WHAT IS NEEDED → List every line in the entries below that contains the word "black", matching its case exactly.

──────── RECORDS FOR THE TASK

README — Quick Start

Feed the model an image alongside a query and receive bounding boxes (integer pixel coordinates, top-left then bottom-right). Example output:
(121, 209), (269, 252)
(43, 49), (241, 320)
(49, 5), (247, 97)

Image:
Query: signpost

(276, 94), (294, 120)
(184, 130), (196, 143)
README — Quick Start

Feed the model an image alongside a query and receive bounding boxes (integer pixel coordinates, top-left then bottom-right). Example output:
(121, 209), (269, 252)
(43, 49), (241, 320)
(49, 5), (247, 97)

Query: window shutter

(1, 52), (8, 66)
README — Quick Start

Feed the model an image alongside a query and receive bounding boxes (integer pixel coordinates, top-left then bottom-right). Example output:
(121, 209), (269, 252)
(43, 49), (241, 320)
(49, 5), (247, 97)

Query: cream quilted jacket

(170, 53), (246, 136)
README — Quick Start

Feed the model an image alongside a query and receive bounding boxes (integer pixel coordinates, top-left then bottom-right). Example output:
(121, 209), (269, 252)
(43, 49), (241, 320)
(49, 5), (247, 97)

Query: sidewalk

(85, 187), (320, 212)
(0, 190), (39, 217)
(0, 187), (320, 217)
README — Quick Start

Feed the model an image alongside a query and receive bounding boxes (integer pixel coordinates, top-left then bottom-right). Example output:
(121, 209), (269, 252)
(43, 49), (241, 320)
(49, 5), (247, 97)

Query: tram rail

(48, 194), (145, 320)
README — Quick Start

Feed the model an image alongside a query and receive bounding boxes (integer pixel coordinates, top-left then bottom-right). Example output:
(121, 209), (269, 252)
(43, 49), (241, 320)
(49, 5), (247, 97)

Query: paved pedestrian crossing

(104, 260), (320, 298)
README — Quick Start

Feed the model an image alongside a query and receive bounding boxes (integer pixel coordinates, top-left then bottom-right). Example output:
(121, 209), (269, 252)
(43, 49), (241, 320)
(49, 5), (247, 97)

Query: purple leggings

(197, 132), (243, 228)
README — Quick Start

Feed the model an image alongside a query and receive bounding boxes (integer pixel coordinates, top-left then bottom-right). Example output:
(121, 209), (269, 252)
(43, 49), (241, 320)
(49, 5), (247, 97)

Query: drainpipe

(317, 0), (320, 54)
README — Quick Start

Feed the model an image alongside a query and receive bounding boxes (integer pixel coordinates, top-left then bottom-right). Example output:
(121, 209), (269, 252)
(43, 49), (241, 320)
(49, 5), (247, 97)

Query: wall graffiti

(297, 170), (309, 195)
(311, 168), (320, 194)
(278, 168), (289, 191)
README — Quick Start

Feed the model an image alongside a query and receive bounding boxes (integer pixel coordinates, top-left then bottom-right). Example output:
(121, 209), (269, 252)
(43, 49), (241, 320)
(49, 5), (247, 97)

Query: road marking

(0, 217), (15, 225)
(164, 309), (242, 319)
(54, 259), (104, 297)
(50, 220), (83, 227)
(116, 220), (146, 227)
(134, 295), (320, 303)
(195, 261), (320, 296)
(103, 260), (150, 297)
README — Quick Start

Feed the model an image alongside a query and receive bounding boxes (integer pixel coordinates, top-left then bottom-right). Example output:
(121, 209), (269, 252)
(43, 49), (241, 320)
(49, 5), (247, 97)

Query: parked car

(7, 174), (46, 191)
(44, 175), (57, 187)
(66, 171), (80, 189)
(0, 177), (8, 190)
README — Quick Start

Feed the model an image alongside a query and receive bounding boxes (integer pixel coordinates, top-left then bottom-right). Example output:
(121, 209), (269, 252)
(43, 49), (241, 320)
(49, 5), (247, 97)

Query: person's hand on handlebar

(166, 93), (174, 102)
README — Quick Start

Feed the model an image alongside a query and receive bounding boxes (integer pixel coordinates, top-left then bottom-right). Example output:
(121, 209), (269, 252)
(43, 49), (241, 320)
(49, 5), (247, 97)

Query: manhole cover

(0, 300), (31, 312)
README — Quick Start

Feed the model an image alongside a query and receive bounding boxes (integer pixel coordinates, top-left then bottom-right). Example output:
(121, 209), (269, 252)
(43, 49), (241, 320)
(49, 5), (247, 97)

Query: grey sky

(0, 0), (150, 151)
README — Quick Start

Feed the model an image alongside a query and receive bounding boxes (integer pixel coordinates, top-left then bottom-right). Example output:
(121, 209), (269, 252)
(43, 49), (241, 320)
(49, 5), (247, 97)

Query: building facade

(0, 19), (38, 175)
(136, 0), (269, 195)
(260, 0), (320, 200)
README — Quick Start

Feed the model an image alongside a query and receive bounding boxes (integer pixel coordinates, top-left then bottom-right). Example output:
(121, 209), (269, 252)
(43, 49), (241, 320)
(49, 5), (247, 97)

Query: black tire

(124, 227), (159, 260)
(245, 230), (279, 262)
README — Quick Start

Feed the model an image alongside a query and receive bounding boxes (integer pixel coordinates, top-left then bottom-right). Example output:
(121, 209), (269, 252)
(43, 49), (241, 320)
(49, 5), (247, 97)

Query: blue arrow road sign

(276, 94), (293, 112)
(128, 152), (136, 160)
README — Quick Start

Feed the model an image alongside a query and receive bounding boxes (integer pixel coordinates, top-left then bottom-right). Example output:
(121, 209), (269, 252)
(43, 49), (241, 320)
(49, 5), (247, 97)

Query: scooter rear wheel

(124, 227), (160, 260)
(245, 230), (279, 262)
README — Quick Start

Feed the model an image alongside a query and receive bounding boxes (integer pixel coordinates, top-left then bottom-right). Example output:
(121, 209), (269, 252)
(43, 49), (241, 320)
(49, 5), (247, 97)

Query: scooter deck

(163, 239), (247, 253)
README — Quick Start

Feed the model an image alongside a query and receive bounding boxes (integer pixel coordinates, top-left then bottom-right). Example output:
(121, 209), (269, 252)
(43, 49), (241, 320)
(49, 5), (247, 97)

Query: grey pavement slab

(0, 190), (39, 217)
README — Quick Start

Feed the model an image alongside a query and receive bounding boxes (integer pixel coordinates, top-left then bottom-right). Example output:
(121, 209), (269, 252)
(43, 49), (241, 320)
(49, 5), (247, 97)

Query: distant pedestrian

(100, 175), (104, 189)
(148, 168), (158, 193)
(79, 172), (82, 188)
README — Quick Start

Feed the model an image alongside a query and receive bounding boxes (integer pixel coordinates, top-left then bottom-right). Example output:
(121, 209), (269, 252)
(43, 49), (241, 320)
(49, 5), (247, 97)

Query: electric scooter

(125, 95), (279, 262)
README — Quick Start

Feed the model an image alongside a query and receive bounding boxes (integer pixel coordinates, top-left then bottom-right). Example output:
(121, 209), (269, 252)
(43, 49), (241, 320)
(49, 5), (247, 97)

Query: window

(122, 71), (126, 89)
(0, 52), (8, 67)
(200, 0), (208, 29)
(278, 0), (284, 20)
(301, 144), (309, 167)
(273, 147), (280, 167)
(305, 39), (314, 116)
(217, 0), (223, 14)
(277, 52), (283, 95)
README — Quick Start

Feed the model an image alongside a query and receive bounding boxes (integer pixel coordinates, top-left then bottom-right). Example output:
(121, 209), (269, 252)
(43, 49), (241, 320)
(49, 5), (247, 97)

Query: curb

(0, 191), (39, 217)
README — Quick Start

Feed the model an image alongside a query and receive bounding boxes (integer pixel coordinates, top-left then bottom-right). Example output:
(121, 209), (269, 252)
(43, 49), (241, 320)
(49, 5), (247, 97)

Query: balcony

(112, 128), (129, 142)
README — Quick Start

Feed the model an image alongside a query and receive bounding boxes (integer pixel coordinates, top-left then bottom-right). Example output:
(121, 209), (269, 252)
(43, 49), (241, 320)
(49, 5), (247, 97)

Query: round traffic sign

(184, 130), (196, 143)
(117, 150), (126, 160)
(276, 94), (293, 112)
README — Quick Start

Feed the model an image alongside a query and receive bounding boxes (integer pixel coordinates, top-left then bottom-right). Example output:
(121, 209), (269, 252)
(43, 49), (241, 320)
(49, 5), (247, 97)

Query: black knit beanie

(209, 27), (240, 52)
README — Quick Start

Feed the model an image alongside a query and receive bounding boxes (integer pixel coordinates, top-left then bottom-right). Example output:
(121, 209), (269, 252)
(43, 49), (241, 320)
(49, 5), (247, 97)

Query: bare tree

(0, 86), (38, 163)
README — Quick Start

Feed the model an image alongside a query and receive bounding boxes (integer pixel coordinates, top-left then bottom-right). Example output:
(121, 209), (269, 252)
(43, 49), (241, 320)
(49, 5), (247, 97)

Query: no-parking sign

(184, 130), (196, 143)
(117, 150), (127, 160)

────────────────
──────── RECORDS FOR THE TASK

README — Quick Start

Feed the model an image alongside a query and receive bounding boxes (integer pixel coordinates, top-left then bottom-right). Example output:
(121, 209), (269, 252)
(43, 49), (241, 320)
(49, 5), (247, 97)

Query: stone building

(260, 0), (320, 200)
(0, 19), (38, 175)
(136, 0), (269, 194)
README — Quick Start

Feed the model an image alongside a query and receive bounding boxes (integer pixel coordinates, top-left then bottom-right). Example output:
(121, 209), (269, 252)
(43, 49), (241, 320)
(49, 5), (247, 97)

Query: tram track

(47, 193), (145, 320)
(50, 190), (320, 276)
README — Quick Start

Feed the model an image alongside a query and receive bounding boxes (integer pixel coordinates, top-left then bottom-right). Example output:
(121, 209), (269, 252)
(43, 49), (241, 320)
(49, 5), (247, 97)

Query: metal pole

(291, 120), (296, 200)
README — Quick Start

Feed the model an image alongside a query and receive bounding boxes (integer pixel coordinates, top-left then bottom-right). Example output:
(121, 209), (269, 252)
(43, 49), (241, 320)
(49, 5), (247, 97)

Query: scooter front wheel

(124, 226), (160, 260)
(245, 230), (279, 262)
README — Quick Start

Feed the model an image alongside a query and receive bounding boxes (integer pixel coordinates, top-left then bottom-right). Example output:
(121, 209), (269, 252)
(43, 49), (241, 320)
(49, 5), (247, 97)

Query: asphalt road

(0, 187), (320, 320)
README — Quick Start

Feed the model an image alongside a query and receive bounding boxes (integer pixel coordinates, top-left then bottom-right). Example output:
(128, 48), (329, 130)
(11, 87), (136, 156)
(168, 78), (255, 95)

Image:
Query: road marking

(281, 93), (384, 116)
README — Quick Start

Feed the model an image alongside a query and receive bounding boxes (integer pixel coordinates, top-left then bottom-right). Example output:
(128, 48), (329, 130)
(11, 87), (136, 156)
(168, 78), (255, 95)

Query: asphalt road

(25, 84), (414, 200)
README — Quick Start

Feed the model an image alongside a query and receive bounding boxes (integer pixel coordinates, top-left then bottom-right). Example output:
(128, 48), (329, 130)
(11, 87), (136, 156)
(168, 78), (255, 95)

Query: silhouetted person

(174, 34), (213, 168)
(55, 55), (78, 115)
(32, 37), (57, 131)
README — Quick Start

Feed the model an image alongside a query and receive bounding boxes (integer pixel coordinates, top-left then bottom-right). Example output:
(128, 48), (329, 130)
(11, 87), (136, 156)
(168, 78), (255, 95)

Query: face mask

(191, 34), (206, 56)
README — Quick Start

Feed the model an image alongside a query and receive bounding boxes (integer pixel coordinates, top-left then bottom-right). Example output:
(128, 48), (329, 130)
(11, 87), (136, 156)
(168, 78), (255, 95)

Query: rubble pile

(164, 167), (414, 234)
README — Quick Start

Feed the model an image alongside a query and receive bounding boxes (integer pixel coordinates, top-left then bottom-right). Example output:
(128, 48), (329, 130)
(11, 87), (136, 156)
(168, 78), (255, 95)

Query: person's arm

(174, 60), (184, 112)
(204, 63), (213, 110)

────────────────

WRITTEN SOLUTION →
Query: black tire
Query: black knit beanie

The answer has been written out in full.